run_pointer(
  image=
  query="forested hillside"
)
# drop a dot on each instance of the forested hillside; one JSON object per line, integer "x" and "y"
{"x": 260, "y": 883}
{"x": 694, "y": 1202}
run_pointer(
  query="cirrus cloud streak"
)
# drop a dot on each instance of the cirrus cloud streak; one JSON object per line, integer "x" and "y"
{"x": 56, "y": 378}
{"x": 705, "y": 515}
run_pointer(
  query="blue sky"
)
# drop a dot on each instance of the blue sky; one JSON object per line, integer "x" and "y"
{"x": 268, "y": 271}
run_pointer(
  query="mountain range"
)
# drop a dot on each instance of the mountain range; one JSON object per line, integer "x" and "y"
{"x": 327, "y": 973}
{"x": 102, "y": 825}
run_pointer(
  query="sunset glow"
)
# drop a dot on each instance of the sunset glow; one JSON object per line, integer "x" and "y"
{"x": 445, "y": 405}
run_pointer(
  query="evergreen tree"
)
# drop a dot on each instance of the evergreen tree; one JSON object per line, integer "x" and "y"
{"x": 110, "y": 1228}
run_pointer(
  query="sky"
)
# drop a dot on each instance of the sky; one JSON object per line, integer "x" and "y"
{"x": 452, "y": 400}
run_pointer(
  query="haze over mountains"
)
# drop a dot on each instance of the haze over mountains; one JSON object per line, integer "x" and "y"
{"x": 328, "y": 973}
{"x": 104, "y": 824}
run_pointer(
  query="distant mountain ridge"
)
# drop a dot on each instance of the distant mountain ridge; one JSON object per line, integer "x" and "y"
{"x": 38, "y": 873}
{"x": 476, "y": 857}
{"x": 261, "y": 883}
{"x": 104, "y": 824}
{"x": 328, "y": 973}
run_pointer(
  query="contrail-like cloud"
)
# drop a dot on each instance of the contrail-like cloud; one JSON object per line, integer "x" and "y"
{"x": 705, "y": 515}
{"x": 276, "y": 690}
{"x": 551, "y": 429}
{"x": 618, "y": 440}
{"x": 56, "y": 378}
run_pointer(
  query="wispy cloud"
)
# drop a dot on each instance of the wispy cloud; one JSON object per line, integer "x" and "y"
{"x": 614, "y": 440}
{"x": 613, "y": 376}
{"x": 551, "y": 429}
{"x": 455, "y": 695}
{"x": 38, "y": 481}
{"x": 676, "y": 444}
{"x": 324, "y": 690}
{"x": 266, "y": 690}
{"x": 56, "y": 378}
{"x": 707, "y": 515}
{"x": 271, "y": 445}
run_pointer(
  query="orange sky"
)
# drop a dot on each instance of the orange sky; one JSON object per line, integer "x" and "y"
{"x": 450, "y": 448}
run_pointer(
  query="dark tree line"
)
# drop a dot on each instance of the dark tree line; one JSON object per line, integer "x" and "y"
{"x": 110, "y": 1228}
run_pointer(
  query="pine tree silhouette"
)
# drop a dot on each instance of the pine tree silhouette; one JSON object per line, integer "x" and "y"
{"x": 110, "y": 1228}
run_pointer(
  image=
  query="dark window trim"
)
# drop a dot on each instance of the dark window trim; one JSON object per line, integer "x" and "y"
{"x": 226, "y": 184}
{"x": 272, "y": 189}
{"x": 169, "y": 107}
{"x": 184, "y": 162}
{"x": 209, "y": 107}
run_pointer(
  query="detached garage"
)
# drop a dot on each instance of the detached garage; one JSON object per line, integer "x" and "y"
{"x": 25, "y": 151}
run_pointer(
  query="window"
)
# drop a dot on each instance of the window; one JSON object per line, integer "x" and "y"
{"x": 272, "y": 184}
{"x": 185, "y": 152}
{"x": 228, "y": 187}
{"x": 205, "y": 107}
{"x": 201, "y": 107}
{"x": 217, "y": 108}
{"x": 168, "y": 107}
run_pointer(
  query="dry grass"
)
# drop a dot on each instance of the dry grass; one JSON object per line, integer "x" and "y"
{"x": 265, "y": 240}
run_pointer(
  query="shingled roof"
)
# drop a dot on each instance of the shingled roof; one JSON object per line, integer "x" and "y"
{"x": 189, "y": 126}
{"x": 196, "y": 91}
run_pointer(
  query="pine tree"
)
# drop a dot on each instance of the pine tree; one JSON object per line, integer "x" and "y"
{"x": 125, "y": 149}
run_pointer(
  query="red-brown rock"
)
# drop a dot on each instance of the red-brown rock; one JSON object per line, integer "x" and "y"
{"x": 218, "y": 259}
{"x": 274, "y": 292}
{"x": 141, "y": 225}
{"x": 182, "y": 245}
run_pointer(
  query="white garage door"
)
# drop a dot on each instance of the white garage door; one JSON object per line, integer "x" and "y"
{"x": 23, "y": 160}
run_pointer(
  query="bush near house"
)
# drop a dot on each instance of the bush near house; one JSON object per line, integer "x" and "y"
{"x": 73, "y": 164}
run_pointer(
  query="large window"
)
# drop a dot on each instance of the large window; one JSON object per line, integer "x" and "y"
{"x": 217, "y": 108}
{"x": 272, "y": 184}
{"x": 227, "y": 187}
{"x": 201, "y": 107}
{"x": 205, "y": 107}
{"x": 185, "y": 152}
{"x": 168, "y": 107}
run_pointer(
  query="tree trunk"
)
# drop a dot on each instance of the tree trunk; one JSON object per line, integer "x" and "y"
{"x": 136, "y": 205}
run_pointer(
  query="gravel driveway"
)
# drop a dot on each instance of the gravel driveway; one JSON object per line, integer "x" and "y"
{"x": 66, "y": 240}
______
* Directions *
Copy all of the data. Keep every word exactly as it is.

* Complete response *
run_pointer(
  image=
  query="forested hillside"
)
# drop a dot on each instance of the forested hillside; one JSON object per line, integer "x" and "y"
{"x": 260, "y": 883}
{"x": 694, "y": 1202}
run_pointer(
  query="cirrus cloud streak"
)
# drop a dot on each instance of the cirrus cloud streak; one JSON object per line, integer "x" and "y"
{"x": 56, "y": 378}
{"x": 705, "y": 515}
run_pointer(
  query="blue sky"
)
# drop a dot on each instance of the blue sky; one JSON object per line, integer "x" and "y"
{"x": 268, "y": 271}
run_pointer(
  query="mountain range"
)
# drop a dot on each instance of the mountain range; one JSON object per line, integer "x" and "y"
{"x": 327, "y": 973}
{"x": 102, "y": 825}
run_pointer(
  query="sunset glow"
)
# drop a dot on each instance of the sunset glow; one JSON object per line, integer "x" and "y"
{"x": 445, "y": 405}
run_pointer(
  query="evergreen tree"
)
# drop a dot on each instance of the evergreen tree; one JSON object per line, integer "x" and "y"
{"x": 110, "y": 1228}
run_pointer(
  query="sky"
)
# drop a dot on each instance of the sky; one JSON object per line, integer "x" and "y"
{"x": 452, "y": 400}
run_pointer(
  query="haze over mountains"
)
# drop a dot on each instance of the haze over mountains; one JSON object per line, integer "x" and "y"
{"x": 328, "y": 973}
{"x": 104, "y": 824}
run_pointer(
  query="distant mountain ridge"
)
# drop a dot on each instance of the distant mountain ridge; one JSON object per line, integer "x" and "y"
{"x": 38, "y": 873}
{"x": 476, "y": 857}
{"x": 261, "y": 883}
{"x": 104, "y": 824}
{"x": 328, "y": 973}
run_pointer(
  query="contrail-like cloud"
)
# drop a dot on each instance of the contrail-like cloud; one JSON object per line, integer "x" and "y"
{"x": 705, "y": 515}
{"x": 276, "y": 690}
{"x": 551, "y": 429}
{"x": 618, "y": 440}
{"x": 56, "y": 378}
run_pointer(
  query="wispy cloud"
)
# drop a dot on each instance of the wispy cloud; one JSON object per line, integer "x" and "y"
{"x": 614, "y": 440}
{"x": 613, "y": 376}
{"x": 551, "y": 429}
{"x": 455, "y": 695}
{"x": 38, "y": 481}
{"x": 676, "y": 444}
{"x": 324, "y": 690}
{"x": 266, "y": 690}
{"x": 56, "y": 378}
{"x": 707, "y": 515}
{"x": 271, "y": 445}
run_pointer(
  query="orange sky"
)
# drop a dot on each instance of the orange sky; one JSON object per line, integer "x" and "y"
{"x": 450, "y": 448}
run_pointer(
  query="dark tree line"
)
# drop a dot on each instance of the dark tree line; one JSON object per line, integer "x" and "y"
{"x": 110, "y": 1228}
run_pointer(
  query="pine tree silhouette"
)
# drop a dot on each instance of the pine tree silhouette; one JSON object per line, integer "x" and "y"
{"x": 110, "y": 1228}
run_pointer(
  image=
  query="dark window trim"
)
# drop a dot on each instance of the dark window trim; one JSON object per line, integer "x" and "y"
{"x": 226, "y": 184}
{"x": 272, "y": 189}
{"x": 169, "y": 107}
{"x": 184, "y": 162}
{"x": 209, "y": 107}
run_pointer(
  query="detached garage"
)
# drop a dot on each instance of the detached garage; one JSON object per line, integer "x" and "y"
{"x": 25, "y": 151}
run_pointer(
  query="window"
)
# drop a dot on each instance of the window; one JSON object per line, integer "x" and "y"
{"x": 272, "y": 184}
{"x": 185, "y": 152}
{"x": 228, "y": 187}
{"x": 205, "y": 107}
{"x": 201, "y": 107}
{"x": 217, "y": 108}
{"x": 168, "y": 107}
run_pointer(
  query="dry grass"
)
# drop a dot on each instance of the dry grass; one JSON object per line, integer "x" and "y"
{"x": 265, "y": 240}
run_pointer(
  query="shingled roof"
)
# drop a dot on each instance of the shingled roof; one JSON object per line, integer "x" and "y"
{"x": 189, "y": 126}
{"x": 196, "y": 91}
run_pointer(
  query="pine tree"
)
# drop a dot on each instance of the pine tree; one JSON object per line, integer "x" and "y"
{"x": 125, "y": 149}
run_pointer(
  query="red-brown rock"
)
# drop a dot on each instance of the red-brown rock; one JSON object per line, integer "x" and "y"
{"x": 218, "y": 259}
{"x": 274, "y": 292}
{"x": 141, "y": 225}
{"x": 182, "y": 245}
run_pointer(
  query="white garage door"
)
# drop a dot on each instance of the white garage door; one JSON object per line, integer "x" and "y"
{"x": 23, "y": 160}
run_pointer(
  query="bush near house"
)
# drop a dot on each instance of the bush near house; one JSON object per line, integer "x" and "y"
{"x": 73, "y": 164}
run_pointer(
  query="large window"
)
# drop a dot on each instance of the large window; one JSON object per line, integer "x" and "y"
{"x": 217, "y": 108}
{"x": 272, "y": 184}
{"x": 227, "y": 187}
{"x": 201, "y": 107}
{"x": 205, "y": 107}
{"x": 185, "y": 152}
{"x": 168, "y": 107}
run_pointer(
  query="tree trunk"
)
# drop a dot on each instance of the tree trunk; one JSON object per line, integer "x" and "y"
{"x": 136, "y": 205}
run_pointer(
  query="gravel driveway"
)
# drop a dot on each instance of the gravel driveway; one JSON object per line, integer "x" and "y"
{"x": 66, "y": 240}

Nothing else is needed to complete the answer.